[TEXTE FOURNI]
%%

Recouvrir le périphérique: un peu, beaucoup, passionnément…

Photo © Bnp Paribas Real Estate / Jacques Ferrier Architectures / Chartier Dalix Architectes / SLA Paysagistes / Splann (Projet/Document non contractuel)

« Attendez… On est à Paris ici? », s’étonne Michel, 74 ans et natif des Lilas. Posé au-dessus du périph, le jardin Serge Gainsbourg offre une transition douce entre Paris et sa banlieue. Alors que ce boulevard autoroutier est vécu comme une fracture, sa couverture figure dans beaucoup de projets urbains. Certains rêvent même d’enfouir complètement cette frontière.

%%

[DONNÉES FOURNIES]
%%

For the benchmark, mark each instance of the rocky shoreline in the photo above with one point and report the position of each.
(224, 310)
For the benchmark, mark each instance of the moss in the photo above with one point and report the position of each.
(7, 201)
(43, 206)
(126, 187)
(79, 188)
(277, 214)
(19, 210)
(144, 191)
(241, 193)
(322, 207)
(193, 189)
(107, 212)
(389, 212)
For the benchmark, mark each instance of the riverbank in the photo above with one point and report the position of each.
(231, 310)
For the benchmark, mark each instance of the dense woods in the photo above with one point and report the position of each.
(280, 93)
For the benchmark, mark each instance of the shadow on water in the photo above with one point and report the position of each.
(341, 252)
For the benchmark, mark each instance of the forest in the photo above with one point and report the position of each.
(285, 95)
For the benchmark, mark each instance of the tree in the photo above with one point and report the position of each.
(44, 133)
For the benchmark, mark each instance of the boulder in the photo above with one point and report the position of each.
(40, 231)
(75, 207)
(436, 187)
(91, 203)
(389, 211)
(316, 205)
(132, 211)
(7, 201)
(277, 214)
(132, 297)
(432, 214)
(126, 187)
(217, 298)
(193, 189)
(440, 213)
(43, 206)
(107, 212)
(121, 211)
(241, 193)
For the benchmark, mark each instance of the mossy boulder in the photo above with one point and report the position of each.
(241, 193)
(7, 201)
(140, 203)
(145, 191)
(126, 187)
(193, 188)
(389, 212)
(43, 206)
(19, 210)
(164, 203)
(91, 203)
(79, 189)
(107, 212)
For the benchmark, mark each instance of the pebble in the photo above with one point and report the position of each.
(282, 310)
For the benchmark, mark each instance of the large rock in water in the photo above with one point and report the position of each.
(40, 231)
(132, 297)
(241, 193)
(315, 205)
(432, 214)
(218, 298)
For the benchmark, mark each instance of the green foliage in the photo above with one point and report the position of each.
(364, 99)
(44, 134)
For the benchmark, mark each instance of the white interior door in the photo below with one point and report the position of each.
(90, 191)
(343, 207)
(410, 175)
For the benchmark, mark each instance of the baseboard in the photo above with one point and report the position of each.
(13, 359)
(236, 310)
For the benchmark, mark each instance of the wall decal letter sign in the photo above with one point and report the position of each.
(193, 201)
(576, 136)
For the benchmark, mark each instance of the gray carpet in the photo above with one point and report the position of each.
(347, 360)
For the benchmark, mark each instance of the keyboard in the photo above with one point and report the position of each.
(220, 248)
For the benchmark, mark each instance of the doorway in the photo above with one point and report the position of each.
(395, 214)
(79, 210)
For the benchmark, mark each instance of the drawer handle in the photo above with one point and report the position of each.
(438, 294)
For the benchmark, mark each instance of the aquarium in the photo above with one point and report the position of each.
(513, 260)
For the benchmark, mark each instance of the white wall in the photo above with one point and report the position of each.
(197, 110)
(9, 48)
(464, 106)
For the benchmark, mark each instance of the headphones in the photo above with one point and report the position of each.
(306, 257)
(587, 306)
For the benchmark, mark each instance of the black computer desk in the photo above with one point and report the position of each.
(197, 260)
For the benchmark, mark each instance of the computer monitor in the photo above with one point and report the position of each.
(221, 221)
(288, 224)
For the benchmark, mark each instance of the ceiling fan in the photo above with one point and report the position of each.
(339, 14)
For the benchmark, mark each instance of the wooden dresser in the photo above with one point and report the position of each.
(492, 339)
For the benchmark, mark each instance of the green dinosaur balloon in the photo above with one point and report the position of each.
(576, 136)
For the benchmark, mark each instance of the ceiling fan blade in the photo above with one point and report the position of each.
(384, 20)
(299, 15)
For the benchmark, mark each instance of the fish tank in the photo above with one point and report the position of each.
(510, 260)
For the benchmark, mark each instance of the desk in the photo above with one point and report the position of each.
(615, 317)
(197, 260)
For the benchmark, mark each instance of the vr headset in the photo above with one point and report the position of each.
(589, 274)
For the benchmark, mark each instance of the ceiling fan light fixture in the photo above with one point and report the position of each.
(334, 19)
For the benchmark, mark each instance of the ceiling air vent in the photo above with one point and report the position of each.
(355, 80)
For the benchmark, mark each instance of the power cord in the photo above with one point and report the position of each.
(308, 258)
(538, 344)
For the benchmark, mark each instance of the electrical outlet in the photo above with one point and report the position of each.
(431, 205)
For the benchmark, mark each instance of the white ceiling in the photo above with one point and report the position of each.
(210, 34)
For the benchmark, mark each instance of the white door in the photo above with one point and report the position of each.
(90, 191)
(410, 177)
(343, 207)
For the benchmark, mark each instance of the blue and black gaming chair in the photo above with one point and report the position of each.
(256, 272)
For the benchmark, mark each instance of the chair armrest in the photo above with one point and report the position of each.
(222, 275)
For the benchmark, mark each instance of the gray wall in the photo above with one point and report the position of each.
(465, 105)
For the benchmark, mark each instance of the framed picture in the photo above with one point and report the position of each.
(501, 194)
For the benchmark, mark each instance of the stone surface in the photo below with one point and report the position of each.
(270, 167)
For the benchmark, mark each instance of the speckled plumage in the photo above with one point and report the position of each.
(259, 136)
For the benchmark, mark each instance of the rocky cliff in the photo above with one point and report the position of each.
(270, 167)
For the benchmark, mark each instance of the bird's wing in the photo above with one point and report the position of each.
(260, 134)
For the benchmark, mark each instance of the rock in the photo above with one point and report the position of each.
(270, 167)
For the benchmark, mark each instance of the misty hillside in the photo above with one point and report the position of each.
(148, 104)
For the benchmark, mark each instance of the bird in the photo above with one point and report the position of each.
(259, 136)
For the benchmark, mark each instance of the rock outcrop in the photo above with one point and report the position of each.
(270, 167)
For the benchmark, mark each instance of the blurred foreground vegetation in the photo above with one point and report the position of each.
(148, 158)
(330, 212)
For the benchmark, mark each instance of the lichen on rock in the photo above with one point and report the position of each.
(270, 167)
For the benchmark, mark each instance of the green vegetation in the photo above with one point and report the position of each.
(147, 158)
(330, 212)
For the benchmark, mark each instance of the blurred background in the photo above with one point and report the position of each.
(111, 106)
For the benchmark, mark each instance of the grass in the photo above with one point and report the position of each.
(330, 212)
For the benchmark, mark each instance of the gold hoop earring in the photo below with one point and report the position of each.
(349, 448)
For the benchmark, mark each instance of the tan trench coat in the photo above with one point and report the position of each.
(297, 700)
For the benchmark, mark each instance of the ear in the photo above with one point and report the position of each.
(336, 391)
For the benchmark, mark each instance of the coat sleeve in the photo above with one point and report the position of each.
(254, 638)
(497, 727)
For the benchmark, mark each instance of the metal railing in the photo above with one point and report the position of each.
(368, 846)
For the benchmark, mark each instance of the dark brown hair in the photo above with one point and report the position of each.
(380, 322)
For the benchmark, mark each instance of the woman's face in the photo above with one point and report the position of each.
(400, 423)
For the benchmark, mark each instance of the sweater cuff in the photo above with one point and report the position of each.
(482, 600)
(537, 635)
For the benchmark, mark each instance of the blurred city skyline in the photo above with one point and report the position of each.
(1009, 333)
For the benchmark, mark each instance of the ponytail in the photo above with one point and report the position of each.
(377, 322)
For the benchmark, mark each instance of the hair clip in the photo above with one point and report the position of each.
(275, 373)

%%

[CONSIGNES]
**a.** D'après le texte sur la couverture du périphérique, quel jardin est posé au-dessus du périph ?
**b.** Relevez tous les noms mentionnés dans le crédit photo du texte sur la couverture du périphérique.
**c.** Les affirmations suivantes correspondent-elles au texte sur la couverture du périphérique ? (i) Michel est originaire des Lilas. (ii) Le jardin se trouve sous le périphérique. (iii) Le boulevard autoroutier est perçu comme une fracture.

[RÉPONSES PAR CONSIGNE]
**a.** Le jardin Serge Gainsbourg.

**b.** Bnp Paribas Real Estate, Jacques Ferrier Architectures, Chartier Dalix Architectes, SLA Paysagistes, Splann

**c.**
(i) Oui : « natif des Lilas ».
(ii) Non : « Posé au-dessus du périph ».
(iii) Oui : « ce boulevard autoroutier est vécu comme une fracture ».